* **Document text**
[start]
There is simply nothing better than a slightly too sour lemon loaf. I find it kind of exciting the prospects of making a lemon loaf. When I was sat reading through a recipe book, tell me I’m not the only one who does this? I found this recipe for a lemon loaf and my mouth started to drool.
Am I the only one who find the concept of flicking through a recipe book a little peculiar. I would say its normally when I’m looking for some inspo for what I’m going to be cooking that coming week but that’s not always the case. I find myself so wrapped up inside a cooking/baking book that when I finally realise I’m dribbling and the notepad that just so happened to be next to me is actually full of ingredients, some I never knew existed and the rest just in a jumble and I kinda don’t know what it was I was making. Cinnamon, beef, lemon, mint, edamame beans. They all sound wonderful but together I’m not too sure.
How we got onto that topic I do not know. Lemon Loaf.
[end]
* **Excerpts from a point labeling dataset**
[start]
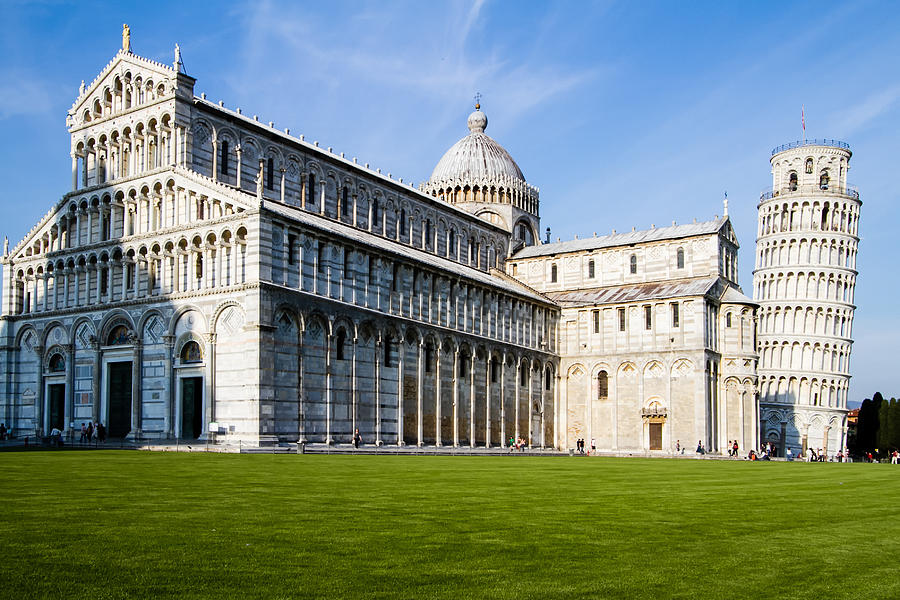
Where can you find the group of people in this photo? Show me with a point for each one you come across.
(92, 432)
(517, 444)
(732, 448)
(579, 446)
[end]
* **To do**
(A) In the lemon loaf text, which ingredients does the writer list from the jumbled notepad?
(B) Write out the entries again, substituting "crowd" for "group of people" and leaving everything else unchanged. Leave the pictures out of your answer.

* **In response**
(A) Cinnamon, beef, lemon, mint, and edamame beans.

(B)
Where can you find the crowd in this photo? Show me with a point for each one you come across.
(92, 432)
(517, 444)
(732, 448)
(579, 446)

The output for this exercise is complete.